Copy out each of the items below word for word, leaving every line unchanged.

==============================

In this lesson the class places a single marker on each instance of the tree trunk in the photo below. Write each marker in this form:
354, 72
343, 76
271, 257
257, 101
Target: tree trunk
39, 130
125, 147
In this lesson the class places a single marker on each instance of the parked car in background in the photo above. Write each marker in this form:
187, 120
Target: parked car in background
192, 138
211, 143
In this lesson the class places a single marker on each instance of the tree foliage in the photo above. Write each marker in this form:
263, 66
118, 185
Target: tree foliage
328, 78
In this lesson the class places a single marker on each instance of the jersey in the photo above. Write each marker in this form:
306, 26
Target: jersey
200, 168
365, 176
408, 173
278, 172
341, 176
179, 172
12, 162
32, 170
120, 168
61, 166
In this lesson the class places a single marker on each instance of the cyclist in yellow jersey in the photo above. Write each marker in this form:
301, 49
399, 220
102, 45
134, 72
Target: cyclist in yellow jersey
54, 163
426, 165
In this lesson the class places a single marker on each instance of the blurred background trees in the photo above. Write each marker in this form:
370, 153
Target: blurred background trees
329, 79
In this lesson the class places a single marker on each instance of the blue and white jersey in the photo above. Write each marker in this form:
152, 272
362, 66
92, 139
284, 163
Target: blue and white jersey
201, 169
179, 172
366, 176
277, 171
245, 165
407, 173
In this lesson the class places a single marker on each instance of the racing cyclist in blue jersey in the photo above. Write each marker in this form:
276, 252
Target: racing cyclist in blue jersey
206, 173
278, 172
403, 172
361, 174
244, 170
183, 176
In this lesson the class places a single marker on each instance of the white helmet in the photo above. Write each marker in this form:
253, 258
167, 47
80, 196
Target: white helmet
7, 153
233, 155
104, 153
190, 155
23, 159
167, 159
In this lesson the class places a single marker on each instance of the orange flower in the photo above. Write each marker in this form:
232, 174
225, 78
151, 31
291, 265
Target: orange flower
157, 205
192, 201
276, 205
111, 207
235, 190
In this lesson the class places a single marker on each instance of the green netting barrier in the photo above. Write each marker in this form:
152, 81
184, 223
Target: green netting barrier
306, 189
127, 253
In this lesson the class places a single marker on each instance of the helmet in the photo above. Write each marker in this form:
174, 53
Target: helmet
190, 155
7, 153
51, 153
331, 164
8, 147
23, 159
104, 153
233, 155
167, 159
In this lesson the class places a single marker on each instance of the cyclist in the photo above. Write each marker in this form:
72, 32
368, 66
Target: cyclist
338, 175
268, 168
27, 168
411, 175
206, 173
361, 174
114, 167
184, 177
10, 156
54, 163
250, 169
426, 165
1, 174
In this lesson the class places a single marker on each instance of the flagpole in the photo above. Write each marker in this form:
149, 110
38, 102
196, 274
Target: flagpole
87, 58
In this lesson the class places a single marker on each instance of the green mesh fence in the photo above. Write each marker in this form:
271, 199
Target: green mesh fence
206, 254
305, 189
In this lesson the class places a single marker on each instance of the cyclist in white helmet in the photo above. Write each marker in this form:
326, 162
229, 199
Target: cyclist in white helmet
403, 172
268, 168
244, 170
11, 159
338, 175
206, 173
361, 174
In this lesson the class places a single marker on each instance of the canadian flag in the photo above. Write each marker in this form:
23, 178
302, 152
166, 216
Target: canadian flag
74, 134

==============================

> **Result**:
In this lesson the class places a single marker on each instance of the tree trunk in the photo below. Write each marker in this form:
354, 72
343, 76
271, 257
257, 101
Target: tree trunk
39, 130
125, 147
In this lesson the class places a single marker on each instance of the parked car in background in the photo above. Write each marker in this form:
187, 120
Target: parked car in background
192, 138
211, 143
In this lesson the class places a single marker on each instance of the tree foliage in the photo above. Write each marker in this form:
263, 66
118, 185
Target: tree foliage
328, 78
In this lesson the class places a single marker on each instance of the jersey in the photo above. Write each marker in this form:
306, 26
Target: jersey
200, 168
365, 176
408, 173
278, 172
341, 176
179, 172
12, 162
32, 170
120, 168
61, 166
In this lesson the class places a single marker on each instance of the cyclist in yellow jersey in the photo above. Write each marker in this form:
301, 49
399, 220
102, 45
134, 72
Target: cyclist in yellow jersey
54, 163
426, 165
In this lesson the class places a single marker on each instance of the blurred background trees in the photo above. Write each marker in this form:
370, 153
Target: blurred background trees
329, 79
In this lesson the class places a single marker on each instance of the blue and white jersey in the photo above. Write each marker in this form:
152, 272
362, 66
92, 139
284, 163
Target: blue and white jersey
201, 169
179, 172
366, 176
277, 171
245, 165
407, 173
In this lesson the class places a single marker on each instance of the racing cyclist in blue jersey in the photo above. Write each marker in this form:
276, 252
Target: racing cyclist in blue jersey
206, 173
278, 172
403, 172
361, 174
244, 170
183, 176
In this lesson the class places a single marker on each instance of the white helmet in the photo above. Write each marker in this form:
253, 258
167, 47
80, 196
Target: white helmet
7, 153
233, 155
104, 153
190, 155
23, 159
167, 159
In this lesson the class places a single marker on each instance of the orange flower in the photo above. Write each marker in this form:
232, 174
225, 78
151, 31
291, 265
Target: orange flower
157, 205
192, 201
276, 205
111, 207
235, 190
In this lesson the class places a single marker on each instance of the green netting barrier in the photo above. Write each marker in this form:
152, 81
184, 223
Target: green netting barrier
306, 189
127, 253
In this lesson the class places a single marker on each instance of the helmet in the photo above. Write each marker in this form:
174, 53
Target: helmet
190, 155
7, 153
51, 153
331, 164
8, 147
23, 159
104, 153
233, 155
167, 159
In this lesson the class places a single marker on each instance of the cyclist in the photo above. Write each marker in this form:
72, 32
368, 66
Target: cyclist
338, 175
268, 168
27, 168
411, 175
206, 173
361, 174
114, 167
184, 177
10, 156
54, 163
250, 169
426, 165
1, 174
In this lesson the class places a single marker on each instance of the flagpole in the photo above. Write each marker in this form:
149, 110
38, 102
196, 274
Target: flagpole
87, 58
In this lesson the class places a single marker on each instance of the green mesh fence in the photo above. Write each marker in this form:
271, 199
Target: green mesh fence
206, 254
305, 189
In this lesson the class places a single marker on each instance of the cyclist in white helmet in the photo above. Write each marker in this form:
326, 162
229, 199
Target: cyclist in white helmet
403, 172
268, 168
244, 170
11, 159
338, 175
206, 173
361, 174
In this lesson the class places a single marker on each instance of the canadian flag in the photo above. Write each marker in this form:
23, 178
302, 152
166, 216
Target: canadian flag
74, 134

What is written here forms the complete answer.